▸ **Cosa fare**: Fornisci il seguito dell'estratto su tirzepatide, cominciando subito dopo la sua ultima frase.

▸ **Estratto selezionato**:
SURMOUNT-1 ha confrontato l’efficacia e la sicurezza di tirzepatide 5 mg, 10 mg e 15 mg rispetto al placebo in aggiunta a una dieta con restrizione calorica e a una maggiore attività fisica in adulti senza diabete tipo 2 con obesità o sovrappeso e almeno una delle seguenti comorbidità: ipertensione, dislipidemia, apnea ostruttiva del sonno o patologia cardiovascolare.
Tirzepatide è approvato per il trattamento della gestione del peso nei pazienti adulti obesi o in sovrappeso con almeno una comorbidità correlata, in aggiunta ad una dieta ipocalorica e ad una maggiore attività fisica.
Inoltre, è approvato per il trattamento di adulti con diabete tipo 2 non adeguatamente controllato, come monoterapia quando l’uso della metformina è considerato inappropriato (intolleranza o controindicazioni) o in aggiunta ad altri medicinali per il trattamento del diabete.
Tirzepatide è un farmaco che richiede la prescrizione medica e deve essere usato solo in conformità con le informazioni approvate sul prodotto.

▸ **Materiale fornito**:
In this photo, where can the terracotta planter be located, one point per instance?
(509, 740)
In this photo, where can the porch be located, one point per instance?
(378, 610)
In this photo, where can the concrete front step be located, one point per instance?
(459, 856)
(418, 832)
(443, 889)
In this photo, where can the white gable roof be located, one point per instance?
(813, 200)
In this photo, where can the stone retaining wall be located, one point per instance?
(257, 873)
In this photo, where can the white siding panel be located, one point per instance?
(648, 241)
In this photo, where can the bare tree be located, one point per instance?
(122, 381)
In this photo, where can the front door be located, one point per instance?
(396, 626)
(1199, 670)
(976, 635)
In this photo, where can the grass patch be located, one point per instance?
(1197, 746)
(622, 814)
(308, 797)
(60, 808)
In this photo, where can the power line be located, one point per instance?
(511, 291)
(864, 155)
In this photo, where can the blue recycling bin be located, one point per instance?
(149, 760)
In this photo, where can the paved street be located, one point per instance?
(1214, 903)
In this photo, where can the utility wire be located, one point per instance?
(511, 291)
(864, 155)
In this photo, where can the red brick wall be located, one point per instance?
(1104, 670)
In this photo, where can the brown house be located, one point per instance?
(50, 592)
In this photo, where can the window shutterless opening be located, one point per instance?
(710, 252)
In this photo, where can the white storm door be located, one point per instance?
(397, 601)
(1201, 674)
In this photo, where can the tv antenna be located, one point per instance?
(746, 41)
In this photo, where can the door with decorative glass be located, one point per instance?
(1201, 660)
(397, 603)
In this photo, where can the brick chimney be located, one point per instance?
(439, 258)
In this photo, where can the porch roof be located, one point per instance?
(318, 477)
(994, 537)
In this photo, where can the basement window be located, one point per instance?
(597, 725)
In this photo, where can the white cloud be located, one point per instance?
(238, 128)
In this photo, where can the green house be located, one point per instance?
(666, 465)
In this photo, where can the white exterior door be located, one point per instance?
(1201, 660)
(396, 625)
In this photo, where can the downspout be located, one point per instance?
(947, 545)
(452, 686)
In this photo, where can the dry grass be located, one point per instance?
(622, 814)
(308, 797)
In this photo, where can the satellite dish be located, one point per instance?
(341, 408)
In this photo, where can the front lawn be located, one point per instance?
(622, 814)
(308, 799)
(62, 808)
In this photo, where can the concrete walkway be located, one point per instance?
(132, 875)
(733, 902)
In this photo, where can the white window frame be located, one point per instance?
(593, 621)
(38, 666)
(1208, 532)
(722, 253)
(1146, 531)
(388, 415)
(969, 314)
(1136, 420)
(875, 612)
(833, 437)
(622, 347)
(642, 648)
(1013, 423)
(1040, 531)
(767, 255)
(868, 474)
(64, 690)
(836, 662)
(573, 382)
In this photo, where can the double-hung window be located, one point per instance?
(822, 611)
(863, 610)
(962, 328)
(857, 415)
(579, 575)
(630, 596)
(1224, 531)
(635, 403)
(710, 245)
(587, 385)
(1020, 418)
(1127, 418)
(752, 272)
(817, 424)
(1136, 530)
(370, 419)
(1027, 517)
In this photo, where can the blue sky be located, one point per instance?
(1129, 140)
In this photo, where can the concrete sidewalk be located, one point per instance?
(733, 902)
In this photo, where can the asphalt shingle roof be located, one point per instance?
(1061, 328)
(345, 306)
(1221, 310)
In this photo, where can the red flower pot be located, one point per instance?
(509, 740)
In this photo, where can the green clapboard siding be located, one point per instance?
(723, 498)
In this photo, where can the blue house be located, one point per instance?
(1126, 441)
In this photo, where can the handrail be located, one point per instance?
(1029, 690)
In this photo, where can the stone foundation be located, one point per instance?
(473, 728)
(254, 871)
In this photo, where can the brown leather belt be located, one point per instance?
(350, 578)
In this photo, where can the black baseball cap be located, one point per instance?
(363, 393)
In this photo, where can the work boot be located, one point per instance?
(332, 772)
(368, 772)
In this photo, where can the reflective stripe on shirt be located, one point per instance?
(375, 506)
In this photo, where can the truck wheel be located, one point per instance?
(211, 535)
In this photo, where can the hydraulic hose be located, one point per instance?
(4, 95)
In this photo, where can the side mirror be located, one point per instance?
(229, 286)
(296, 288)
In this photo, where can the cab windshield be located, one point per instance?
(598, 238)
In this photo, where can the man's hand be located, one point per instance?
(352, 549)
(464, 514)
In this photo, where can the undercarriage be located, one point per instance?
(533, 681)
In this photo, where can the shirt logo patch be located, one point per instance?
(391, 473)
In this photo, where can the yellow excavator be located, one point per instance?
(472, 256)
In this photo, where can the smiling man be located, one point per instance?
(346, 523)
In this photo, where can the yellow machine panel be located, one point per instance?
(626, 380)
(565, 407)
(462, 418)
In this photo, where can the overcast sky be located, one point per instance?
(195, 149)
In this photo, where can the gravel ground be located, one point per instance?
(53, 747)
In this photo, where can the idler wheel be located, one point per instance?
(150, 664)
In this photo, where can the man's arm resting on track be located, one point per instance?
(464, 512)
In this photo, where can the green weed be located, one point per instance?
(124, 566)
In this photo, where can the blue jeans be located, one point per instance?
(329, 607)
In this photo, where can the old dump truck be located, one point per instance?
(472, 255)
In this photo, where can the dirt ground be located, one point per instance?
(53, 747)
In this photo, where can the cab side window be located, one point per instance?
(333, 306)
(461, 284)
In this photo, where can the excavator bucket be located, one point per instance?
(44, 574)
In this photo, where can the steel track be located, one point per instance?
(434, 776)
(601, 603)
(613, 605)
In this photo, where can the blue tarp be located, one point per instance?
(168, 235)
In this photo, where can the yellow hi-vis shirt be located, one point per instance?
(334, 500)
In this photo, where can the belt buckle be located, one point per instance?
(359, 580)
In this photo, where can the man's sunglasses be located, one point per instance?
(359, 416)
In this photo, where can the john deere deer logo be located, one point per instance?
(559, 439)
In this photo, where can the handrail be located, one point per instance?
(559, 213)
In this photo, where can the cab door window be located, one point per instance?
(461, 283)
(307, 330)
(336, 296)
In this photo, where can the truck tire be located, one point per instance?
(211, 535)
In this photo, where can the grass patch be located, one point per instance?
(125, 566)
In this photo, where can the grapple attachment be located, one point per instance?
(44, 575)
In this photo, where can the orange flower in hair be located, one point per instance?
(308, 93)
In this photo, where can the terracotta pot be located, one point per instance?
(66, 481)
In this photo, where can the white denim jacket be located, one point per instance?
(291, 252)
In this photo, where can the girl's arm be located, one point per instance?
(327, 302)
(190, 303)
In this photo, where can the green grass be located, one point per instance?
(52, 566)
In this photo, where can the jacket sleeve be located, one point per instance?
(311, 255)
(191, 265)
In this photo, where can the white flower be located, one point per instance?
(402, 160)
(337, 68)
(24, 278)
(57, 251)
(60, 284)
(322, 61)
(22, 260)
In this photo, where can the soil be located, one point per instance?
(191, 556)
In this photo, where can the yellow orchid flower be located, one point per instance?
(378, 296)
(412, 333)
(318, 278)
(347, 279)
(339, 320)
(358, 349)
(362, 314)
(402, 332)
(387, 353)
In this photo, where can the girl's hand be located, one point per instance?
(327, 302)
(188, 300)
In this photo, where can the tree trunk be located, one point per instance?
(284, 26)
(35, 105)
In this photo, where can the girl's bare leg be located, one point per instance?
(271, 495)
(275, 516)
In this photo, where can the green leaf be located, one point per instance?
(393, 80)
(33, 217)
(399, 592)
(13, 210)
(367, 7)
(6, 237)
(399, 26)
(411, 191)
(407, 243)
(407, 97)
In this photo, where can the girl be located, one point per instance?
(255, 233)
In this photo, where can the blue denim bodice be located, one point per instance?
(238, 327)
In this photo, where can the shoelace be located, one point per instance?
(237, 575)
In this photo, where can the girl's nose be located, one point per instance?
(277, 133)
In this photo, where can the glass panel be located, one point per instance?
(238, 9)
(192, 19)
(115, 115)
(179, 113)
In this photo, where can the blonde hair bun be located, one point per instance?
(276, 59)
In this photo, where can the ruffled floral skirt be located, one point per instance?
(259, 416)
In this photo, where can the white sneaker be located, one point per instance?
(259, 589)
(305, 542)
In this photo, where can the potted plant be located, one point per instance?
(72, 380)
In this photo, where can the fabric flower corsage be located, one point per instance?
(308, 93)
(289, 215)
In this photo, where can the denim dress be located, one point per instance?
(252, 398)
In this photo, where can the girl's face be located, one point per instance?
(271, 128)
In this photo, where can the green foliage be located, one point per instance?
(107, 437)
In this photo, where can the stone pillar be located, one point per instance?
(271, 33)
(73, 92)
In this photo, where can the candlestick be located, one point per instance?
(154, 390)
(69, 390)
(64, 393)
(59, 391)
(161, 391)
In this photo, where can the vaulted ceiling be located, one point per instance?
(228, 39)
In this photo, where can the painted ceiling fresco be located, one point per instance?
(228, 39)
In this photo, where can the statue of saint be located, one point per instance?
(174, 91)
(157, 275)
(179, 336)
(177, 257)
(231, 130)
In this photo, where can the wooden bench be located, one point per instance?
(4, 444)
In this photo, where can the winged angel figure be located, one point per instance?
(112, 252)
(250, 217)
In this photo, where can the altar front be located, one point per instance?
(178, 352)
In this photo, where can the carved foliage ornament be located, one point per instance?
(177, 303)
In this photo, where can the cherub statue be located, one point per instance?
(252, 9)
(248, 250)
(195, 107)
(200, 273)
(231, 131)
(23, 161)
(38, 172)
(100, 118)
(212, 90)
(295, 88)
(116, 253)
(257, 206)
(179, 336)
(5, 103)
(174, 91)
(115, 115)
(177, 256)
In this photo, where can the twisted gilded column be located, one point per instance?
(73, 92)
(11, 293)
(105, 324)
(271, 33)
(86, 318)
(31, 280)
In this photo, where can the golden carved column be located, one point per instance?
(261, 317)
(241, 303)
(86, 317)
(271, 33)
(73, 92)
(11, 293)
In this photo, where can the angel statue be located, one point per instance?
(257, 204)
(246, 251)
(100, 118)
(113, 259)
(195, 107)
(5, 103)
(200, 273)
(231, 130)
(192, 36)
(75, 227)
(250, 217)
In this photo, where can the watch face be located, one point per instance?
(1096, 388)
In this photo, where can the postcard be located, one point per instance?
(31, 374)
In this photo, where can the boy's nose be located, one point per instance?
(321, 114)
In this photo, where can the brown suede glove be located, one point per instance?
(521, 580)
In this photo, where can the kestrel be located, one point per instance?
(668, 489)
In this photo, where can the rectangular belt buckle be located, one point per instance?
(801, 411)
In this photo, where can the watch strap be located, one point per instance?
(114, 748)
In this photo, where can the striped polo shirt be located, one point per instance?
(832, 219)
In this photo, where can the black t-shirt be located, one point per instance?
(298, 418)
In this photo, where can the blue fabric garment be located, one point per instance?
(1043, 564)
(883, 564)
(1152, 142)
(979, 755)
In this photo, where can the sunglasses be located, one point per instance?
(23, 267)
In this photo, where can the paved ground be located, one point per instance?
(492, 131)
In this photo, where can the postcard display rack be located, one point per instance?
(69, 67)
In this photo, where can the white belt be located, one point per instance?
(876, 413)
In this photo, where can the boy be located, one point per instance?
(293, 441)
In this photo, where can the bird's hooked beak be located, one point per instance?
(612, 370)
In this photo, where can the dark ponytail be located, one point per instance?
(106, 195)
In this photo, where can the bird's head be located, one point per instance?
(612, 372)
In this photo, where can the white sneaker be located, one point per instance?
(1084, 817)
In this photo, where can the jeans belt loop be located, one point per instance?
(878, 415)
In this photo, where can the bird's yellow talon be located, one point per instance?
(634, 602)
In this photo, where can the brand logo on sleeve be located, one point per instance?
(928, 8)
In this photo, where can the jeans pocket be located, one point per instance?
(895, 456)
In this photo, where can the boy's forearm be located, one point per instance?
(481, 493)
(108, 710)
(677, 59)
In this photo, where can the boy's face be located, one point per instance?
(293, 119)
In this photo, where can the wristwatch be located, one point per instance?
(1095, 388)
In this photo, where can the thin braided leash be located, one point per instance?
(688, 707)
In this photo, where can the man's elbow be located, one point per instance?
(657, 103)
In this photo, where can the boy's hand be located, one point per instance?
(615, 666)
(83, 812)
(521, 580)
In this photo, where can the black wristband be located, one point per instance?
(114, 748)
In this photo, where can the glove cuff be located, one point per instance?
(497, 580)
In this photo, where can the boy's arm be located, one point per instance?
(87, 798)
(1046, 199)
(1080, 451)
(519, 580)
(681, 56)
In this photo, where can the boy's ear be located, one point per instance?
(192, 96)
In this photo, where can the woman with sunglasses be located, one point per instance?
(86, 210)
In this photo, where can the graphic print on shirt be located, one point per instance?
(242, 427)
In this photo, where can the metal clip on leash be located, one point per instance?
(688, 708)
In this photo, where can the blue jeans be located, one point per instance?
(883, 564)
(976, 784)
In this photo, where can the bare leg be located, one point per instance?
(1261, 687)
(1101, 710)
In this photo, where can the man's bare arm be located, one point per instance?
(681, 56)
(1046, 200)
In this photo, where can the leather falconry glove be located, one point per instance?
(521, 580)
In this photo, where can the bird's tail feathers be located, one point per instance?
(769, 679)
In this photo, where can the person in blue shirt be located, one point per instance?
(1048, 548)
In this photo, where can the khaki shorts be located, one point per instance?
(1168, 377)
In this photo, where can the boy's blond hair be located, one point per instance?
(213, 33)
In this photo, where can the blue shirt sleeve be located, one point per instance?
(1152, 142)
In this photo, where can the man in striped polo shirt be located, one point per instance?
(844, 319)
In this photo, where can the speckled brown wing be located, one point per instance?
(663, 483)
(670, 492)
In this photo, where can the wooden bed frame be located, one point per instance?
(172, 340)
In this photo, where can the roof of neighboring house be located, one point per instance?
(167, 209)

▸ **Risposta**:
In pazienti adulti con prediabete e obesità o sovrappeso, tirzepatide, somministrato settimanalmente per via sottocutanea, riduce significativamente il rischio di progressione a diabete di tipo 2. Inoltre, alla dose di 15 mg il farmaco determina una diminuzione media del peso corporeo fino al 22,9% rispetto al 2,1% per il placebo alla fine del periodo di trattamento.
I dati dello studio evidenziano una riduzione del 94% del rischio di progressione a diabete tipo 2 per tutte le dosi aggregate rispetto al placebo negli adulti con prediabete e obesità o sovrappeso. In termini assoluti, quasi il 99% delle persone trattate con tirzepatide non ha sviluppato diabete. La perdita di peso corporeo osservata nelle persone trattate con la dose di 15 mg è stata mantenuta nei tre anni di trattamento.
In altri endpoint, lo studio ha dimostrato un’associazione tra il trattamento con tirzepatide e miglioramenti per quanto riguarda controllo della glicemia, fattori di rischio cardiometabolico e qualità di vita legata alla salute. Un’analisi di mediazione post hoc ha suggerito che l’effetto di ritardo nell’insorgenza del diabete tipo 2 osservato con tirzepatide era associato per metà alla riduzione di peso indotta dal farmaco, con il restante beneficio potenzialmente attribuito ad altri effetti di tirzepatide.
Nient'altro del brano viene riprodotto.